# RECORD EXTRACTS start
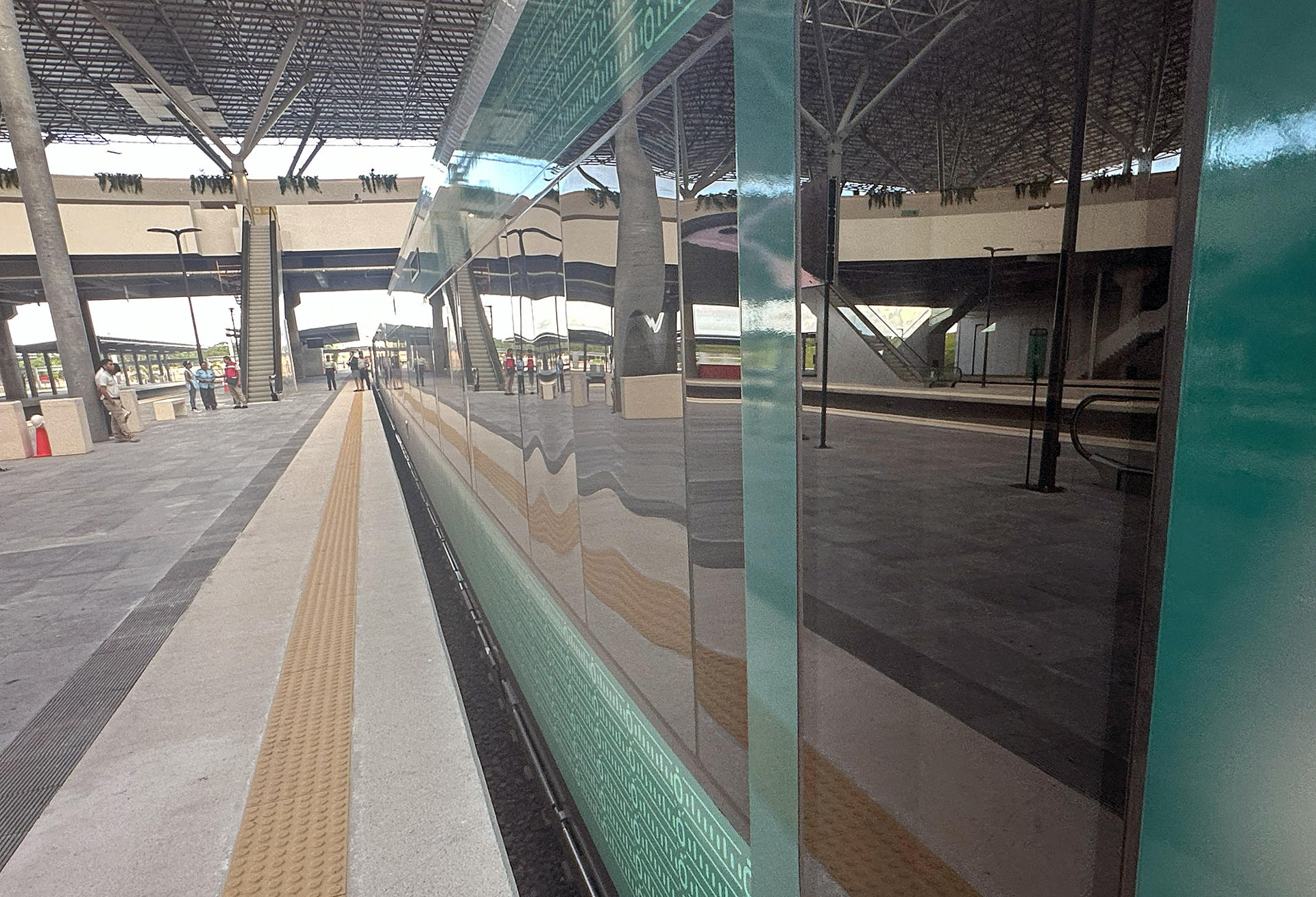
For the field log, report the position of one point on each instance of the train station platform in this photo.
(223, 672)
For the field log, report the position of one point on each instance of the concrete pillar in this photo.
(11, 379)
(303, 364)
(439, 335)
(48, 233)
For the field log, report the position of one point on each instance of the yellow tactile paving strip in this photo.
(862, 846)
(294, 834)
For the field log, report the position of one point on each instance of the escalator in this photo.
(898, 355)
(477, 337)
(261, 306)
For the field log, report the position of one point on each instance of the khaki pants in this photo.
(117, 418)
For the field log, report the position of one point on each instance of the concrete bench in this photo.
(170, 409)
(15, 435)
(66, 426)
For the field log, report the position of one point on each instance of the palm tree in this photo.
(644, 339)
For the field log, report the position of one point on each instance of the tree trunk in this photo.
(644, 337)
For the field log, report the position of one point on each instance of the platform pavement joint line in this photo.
(294, 833)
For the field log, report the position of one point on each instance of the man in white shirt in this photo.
(108, 389)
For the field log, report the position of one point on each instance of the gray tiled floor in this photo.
(84, 538)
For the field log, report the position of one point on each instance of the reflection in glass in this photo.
(707, 215)
(619, 244)
(969, 645)
(544, 352)
(496, 463)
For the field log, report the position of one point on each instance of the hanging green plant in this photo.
(378, 182)
(600, 197)
(958, 195)
(1032, 189)
(1103, 182)
(119, 182)
(215, 183)
(720, 202)
(297, 184)
(885, 197)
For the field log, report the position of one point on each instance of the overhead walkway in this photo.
(233, 681)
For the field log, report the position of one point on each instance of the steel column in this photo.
(48, 233)
(1069, 243)
(10, 374)
(32, 376)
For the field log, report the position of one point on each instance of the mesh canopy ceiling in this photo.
(379, 69)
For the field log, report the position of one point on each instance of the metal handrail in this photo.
(1078, 444)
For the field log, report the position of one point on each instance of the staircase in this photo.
(258, 311)
(905, 363)
(1131, 335)
(480, 350)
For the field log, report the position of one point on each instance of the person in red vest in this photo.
(234, 382)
# RECORD EXTRACTS end
Starting from the line containing "bench in this photo.", repeat each line through the end of the entries, exactly.

▶ **CORRECT RESULT**:
For the field log, report the position of one point on each instance of the concrete bench in this photo.
(170, 409)
(15, 435)
(66, 426)
For the field log, report the position of one point on each instance of the palm tree in this photo.
(644, 339)
For the field log, report the position of one point on each instance of the tree trunk in this photo.
(644, 337)
For the field log, report the position of one point on each instance of the platform pavement joint line in this photo.
(294, 833)
For the field log, report the position of one point on each instance of the man in white shirt in this photo.
(108, 389)
For the field log, report the position of one point on each instance of the gray tiled floor in this photo.
(84, 538)
For the field log, report the position of one point on each instance of the reflection in glass in this photo.
(707, 215)
(619, 244)
(969, 645)
(544, 352)
(496, 463)
For the field log, report the position of one point on each instance of the hanging green plant in this photo.
(378, 182)
(600, 197)
(958, 195)
(1032, 189)
(1103, 182)
(119, 182)
(215, 183)
(720, 202)
(297, 184)
(885, 197)
For the field log, report the position of one point on each instance of the overhead walkway in this photo.
(233, 681)
For the field log, report the position of one point on each instance of the steel column in this photo.
(48, 233)
(1069, 243)
(10, 374)
(32, 376)
For the field log, report the position of one point on each instance of the mesh canopy ceiling in this photo.
(379, 69)
For the field log, report the position of one point on each instance of the metal handrail in this photo.
(1078, 444)
For the field log, report the position of one point on each instance of the staircase in this photo.
(258, 311)
(905, 363)
(1131, 335)
(480, 350)
For the field log, report the position of one point on each instance of the person in red vest in this photo.
(234, 382)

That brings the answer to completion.